**Task prompt**
The answer must consist of every line in the data that contains "metal".

**Given records**
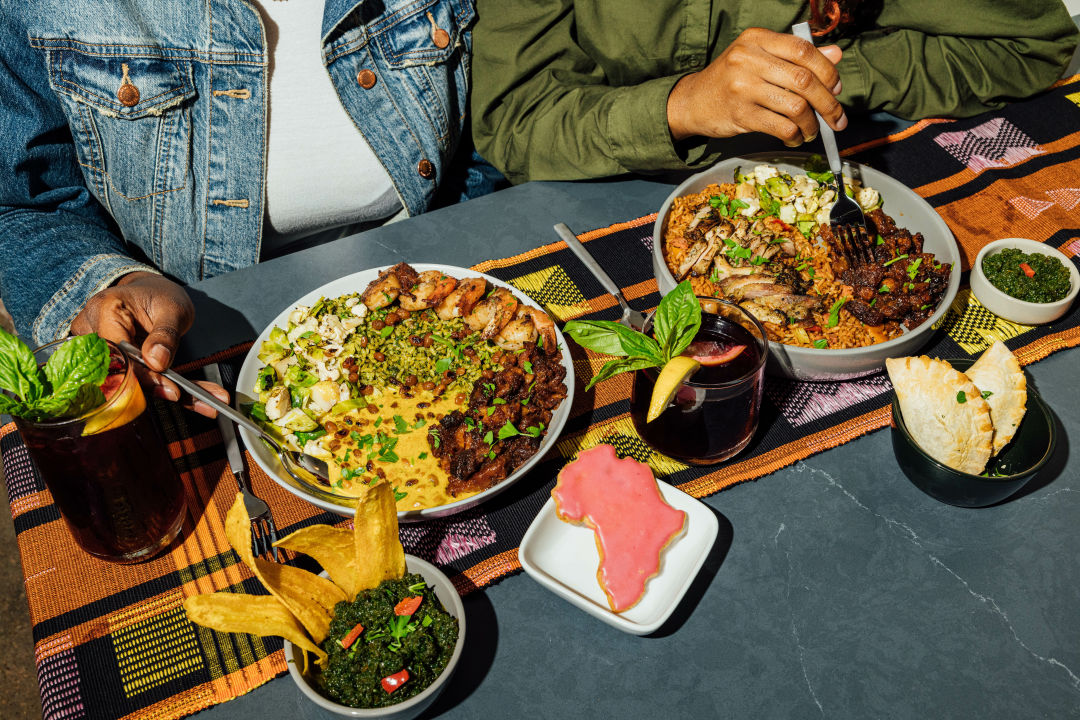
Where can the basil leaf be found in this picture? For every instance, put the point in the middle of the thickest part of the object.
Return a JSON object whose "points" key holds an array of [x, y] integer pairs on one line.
{"points": [[81, 361], [638, 344], [612, 368], [677, 320], [18, 370], [601, 336], [85, 398], [13, 407]]}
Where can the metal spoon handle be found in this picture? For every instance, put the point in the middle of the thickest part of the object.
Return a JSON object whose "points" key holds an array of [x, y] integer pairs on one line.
{"points": [[198, 392], [827, 137], [586, 259]]}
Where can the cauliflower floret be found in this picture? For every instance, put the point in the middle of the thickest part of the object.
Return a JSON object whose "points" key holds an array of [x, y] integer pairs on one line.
{"points": [[299, 314], [324, 395], [309, 325], [327, 371], [278, 403], [753, 205], [867, 198], [763, 173], [806, 204]]}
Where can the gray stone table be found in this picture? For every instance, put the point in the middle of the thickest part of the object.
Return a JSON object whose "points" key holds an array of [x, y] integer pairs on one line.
{"points": [[836, 588]]}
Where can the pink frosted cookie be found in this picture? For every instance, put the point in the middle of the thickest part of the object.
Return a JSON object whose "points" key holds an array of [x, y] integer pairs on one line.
{"points": [[620, 501]]}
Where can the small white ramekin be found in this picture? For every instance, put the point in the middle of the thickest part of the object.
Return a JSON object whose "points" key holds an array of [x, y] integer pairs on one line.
{"points": [[1008, 307]]}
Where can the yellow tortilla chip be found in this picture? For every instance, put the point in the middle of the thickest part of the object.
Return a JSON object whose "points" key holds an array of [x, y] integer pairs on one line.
{"points": [[379, 552], [334, 548], [307, 596], [255, 614]]}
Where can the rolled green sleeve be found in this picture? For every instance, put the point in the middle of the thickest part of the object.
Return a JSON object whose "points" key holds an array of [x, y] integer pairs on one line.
{"points": [[957, 60], [543, 109]]}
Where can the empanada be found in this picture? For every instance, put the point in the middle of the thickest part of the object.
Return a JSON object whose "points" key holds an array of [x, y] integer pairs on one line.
{"points": [[958, 434], [998, 372]]}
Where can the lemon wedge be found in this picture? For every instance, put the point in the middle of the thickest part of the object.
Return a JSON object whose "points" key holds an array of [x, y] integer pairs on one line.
{"points": [[676, 370], [120, 410]]}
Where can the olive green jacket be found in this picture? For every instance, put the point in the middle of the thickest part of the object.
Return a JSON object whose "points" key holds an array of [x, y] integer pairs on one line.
{"points": [[578, 89]]}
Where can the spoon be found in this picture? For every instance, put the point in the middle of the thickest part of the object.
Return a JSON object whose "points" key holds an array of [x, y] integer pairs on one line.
{"points": [[297, 464]]}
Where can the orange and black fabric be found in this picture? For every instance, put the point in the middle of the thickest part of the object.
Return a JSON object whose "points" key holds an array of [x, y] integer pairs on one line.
{"points": [[112, 640]]}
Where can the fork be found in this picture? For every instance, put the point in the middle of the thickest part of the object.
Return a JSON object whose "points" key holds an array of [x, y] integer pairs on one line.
{"points": [[299, 465], [264, 530], [632, 318], [846, 211]]}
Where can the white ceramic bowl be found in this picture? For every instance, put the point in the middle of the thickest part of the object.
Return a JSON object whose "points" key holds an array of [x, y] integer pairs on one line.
{"points": [[343, 505], [1008, 307], [901, 203], [416, 705]]}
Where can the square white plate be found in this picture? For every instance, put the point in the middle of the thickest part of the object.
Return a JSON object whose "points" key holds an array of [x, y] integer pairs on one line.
{"points": [[564, 558]]}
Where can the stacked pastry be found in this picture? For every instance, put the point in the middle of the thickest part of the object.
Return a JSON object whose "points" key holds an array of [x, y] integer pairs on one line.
{"points": [[961, 419]]}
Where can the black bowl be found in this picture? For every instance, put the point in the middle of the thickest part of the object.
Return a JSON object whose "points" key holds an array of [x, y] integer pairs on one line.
{"points": [[1017, 463]]}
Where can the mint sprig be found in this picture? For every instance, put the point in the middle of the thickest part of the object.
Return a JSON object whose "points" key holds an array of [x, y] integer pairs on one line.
{"points": [[675, 324], [68, 385]]}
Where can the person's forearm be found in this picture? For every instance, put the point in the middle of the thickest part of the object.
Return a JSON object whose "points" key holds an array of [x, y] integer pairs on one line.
{"points": [[54, 262]]}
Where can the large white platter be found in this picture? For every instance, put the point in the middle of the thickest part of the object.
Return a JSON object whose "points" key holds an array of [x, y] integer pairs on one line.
{"points": [[901, 203], [355, 283], [564, 558]]}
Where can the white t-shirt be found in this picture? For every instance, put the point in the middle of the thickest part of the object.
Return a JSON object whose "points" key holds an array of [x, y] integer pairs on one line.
{"points": [[321, 172]]}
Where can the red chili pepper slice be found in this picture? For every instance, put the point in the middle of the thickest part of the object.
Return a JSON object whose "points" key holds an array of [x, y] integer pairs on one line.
{"points": [[353, 634], [392, 682], [408, 606]]}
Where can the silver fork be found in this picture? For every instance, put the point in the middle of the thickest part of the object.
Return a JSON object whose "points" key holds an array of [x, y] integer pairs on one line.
{"points": [[632, 318], [307, 471], [264, 530], [846, 211]]}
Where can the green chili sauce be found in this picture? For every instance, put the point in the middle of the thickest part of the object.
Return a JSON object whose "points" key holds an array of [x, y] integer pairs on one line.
{"points": [[1049, 284], [421, 643]]}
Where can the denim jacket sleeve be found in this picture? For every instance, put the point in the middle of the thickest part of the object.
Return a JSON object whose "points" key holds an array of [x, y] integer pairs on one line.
{"points": [[58, 244]]}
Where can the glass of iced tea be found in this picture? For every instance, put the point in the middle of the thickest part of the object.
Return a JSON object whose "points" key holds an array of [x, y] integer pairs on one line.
{"points": [[108, 471], [714, 413]]}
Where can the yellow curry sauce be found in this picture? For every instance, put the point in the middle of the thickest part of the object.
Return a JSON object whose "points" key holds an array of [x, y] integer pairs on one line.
{"points": [[391, 440]]}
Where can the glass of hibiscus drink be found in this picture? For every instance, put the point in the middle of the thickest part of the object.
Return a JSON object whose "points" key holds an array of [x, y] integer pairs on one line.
{"points": [[702, 406], [100, 453]]}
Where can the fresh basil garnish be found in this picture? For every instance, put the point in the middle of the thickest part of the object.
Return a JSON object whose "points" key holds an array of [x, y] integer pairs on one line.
{"points": [[674, 326], [68, 385]]}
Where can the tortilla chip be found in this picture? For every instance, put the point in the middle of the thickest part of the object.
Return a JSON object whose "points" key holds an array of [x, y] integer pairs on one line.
{"points": [[308, 596], [998, 372], [334, 548], [255, 614], [379, 552]]}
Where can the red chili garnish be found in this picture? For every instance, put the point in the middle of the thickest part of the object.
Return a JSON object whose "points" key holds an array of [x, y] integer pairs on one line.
{"points": [[408, 606], [353, 634], [392, 682]]}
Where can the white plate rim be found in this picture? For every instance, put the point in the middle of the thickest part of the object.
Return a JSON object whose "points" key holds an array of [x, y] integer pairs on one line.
{"points": [[698, 513], [356, 282]]}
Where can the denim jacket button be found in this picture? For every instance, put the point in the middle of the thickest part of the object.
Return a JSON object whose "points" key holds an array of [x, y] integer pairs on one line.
{"points": [[127, 95], [366, 79]]}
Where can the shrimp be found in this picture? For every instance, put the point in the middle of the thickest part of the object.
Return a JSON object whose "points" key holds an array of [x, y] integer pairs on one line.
{"points": [[429, 290], [460, 301], [491, 314], [528, 324], [382, 290]]}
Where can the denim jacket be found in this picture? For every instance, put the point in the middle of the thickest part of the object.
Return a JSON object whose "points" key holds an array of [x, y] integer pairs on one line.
{"points": [[134, 134]]}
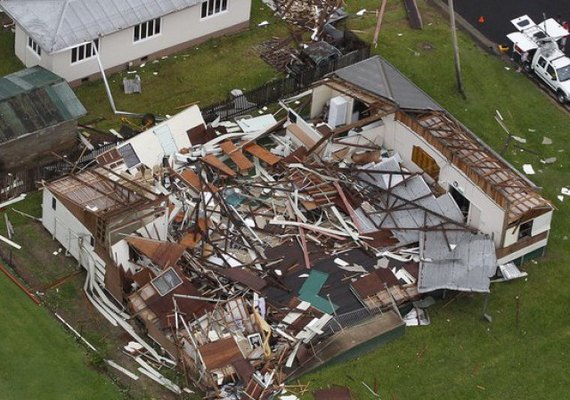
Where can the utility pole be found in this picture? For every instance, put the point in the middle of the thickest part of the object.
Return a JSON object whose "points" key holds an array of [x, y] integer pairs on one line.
{"points": [[456, 50]]}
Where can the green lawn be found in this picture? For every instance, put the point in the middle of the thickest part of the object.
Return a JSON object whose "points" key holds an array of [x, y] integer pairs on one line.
{"points": [[459, 356], [205, 73], [37, 359]]}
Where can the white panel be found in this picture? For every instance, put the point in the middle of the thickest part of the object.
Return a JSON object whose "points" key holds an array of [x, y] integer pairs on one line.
{"points": [[541, 223], [474, 216], [166, 141], [337, 111]]}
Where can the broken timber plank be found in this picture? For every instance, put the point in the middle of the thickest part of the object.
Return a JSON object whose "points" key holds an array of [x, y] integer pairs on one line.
{"points": [[216, 163], [236, 156], [190, 240], [193, 180], [264, 155]]}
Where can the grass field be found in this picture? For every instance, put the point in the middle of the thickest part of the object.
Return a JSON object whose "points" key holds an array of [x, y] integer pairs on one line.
{"points": [[205, 74], [37, 359], [458, 356]]}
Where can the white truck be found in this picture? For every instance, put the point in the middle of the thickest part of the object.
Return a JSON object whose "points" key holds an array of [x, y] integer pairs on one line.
{"points": [[535, 46]]}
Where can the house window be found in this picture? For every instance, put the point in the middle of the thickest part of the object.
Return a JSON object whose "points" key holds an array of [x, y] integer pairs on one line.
{"points": [[34, 46], [212, 7], [525, 230], [147, 29], [425, 162], [84, 51]]}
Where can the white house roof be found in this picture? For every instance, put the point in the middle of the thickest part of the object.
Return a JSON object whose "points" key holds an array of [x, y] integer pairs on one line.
{"points": [[59, 24]]}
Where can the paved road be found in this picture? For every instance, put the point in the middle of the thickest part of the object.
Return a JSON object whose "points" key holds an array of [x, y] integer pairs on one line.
{"points": [[498, 14]]}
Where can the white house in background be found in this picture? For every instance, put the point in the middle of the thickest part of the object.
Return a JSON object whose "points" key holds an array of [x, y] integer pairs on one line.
{"points": [[63, 35]]}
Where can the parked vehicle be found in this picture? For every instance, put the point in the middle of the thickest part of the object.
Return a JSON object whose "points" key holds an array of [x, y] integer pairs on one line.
{"points": [[536, 48]]}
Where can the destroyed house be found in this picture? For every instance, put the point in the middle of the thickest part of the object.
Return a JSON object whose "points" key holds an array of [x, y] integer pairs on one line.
{"points": [[38, 116], [65, 36], [373, 97], [291, 240], [91, 212]]}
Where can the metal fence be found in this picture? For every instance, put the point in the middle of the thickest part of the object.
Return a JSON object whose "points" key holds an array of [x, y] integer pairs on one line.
{"points": [[23, 181], [347, 320], [277, 89]]}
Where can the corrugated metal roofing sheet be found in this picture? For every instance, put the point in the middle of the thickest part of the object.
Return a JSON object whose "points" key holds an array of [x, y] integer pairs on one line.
{"points": [[33, 99], [378, 76], [59, 24], [467, 266]]}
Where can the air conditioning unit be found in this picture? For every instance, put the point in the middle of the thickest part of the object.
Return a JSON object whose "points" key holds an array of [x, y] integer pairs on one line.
{"points": [[338, 111]]}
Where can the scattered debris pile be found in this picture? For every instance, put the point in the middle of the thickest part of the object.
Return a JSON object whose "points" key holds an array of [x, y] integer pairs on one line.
{"points": [[258, 249], [327, 43]]}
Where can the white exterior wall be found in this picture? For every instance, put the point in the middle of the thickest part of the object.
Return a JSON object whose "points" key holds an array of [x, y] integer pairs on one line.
{"points": [[522, 252], [322, 95], [147, 145], [401, 139], [120, 250], [67, 230], [177, 28], [539, 225], [29, 57]]}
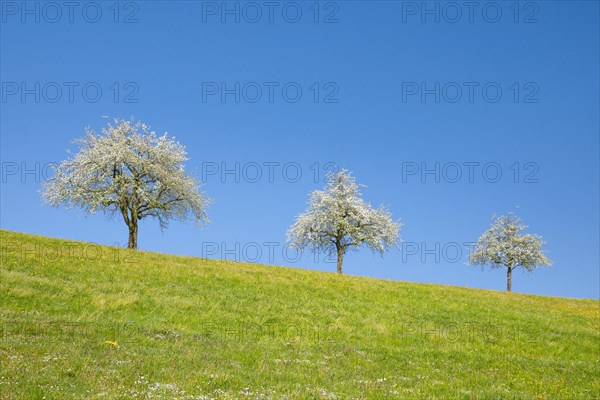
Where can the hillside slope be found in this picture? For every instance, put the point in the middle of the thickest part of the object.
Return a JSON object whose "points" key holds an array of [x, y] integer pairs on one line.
{"points": [[84, 321]]}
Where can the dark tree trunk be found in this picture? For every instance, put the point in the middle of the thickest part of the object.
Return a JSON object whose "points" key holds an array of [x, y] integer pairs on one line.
{"points": [[340, 258], [132, 243]]}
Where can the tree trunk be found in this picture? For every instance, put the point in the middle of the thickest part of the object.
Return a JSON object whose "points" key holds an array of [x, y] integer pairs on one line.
{"points": [[340, 258], [132, 243]]}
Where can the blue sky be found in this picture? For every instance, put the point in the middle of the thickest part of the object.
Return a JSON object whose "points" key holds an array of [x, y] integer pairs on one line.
{"points": [[389, 90]]}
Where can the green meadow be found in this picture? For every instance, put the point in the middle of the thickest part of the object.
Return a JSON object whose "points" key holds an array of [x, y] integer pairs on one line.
{"points": [[81, 321]]}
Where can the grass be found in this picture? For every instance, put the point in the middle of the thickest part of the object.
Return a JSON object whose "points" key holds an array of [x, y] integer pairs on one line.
{"points": [[85, 321]]}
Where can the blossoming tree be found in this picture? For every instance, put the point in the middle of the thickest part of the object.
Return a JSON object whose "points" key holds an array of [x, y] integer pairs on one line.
{"points": [[503, 245], [338, 219], [129, 170]]}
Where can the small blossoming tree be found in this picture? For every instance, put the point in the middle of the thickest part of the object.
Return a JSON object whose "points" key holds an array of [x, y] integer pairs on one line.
{"points": [[504, 246], [338, 219], [129, 170]]}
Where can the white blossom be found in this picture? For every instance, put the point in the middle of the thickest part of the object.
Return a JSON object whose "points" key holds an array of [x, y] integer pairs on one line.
{"points": [[503, 245], [338, 219], [129, 170]]}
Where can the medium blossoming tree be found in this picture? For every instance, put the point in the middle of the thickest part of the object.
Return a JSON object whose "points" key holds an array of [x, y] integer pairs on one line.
{"points": [[129, 170], [338, 219], [504, 246]]}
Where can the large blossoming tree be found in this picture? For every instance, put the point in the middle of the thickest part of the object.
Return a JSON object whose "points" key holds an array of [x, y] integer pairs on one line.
{"points": [[338, 219], [504, 246], [129, 170]]}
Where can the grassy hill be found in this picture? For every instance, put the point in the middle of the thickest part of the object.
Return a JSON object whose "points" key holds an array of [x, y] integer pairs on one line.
{"points": [[85, 321]]}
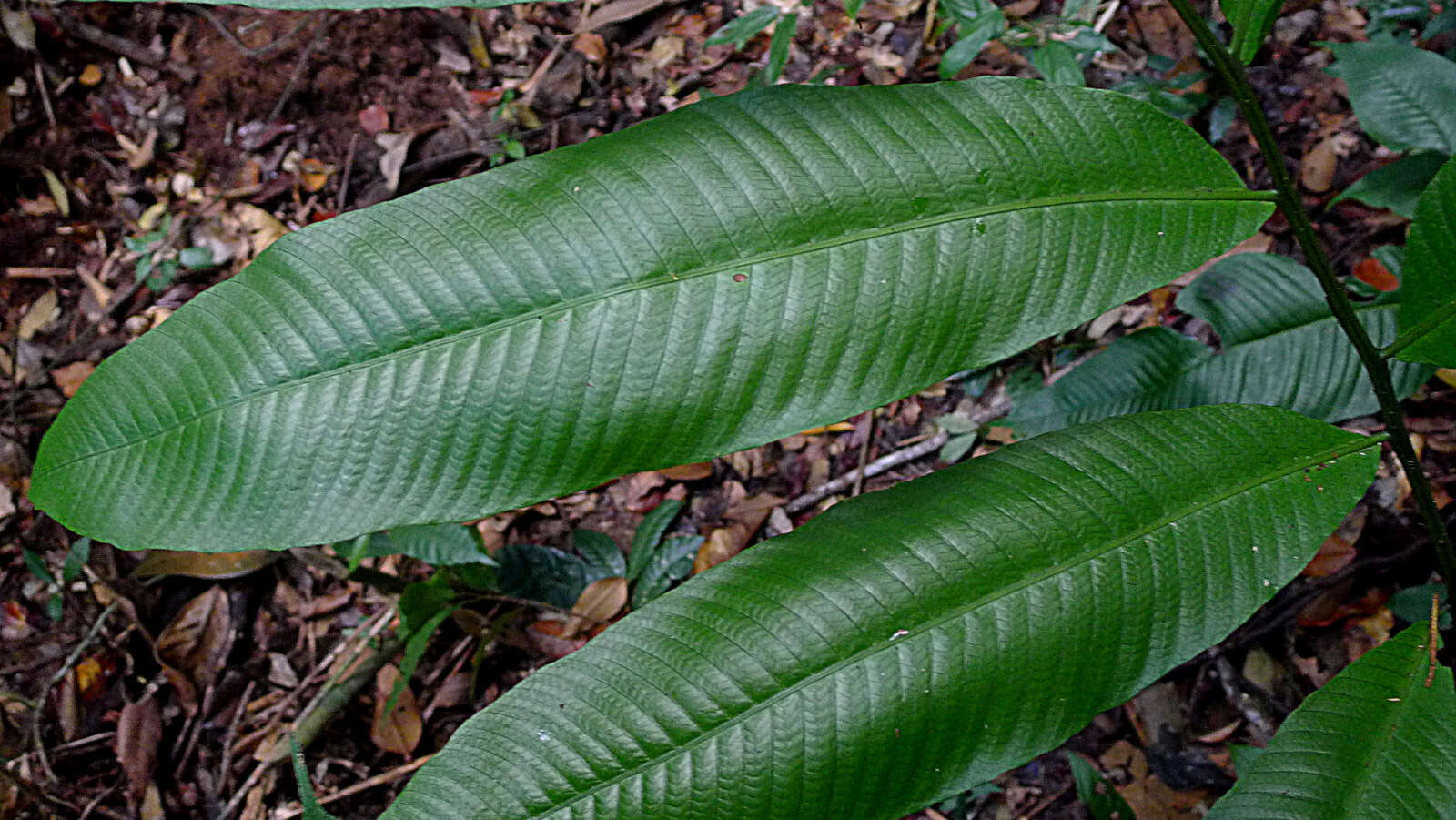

**Exercise answer**
Where can the metal spoon handle be found in this picture? For every instance, put the point in the middle of the thickest part of the object.
Where can the metal fence be found in this picture? For every instance, put the point in the middle of the thickest part of the object.
Where can the corrugated metal roofing sheet be found in this picture? For every instance, put the point in the middle of the thickest part of the object.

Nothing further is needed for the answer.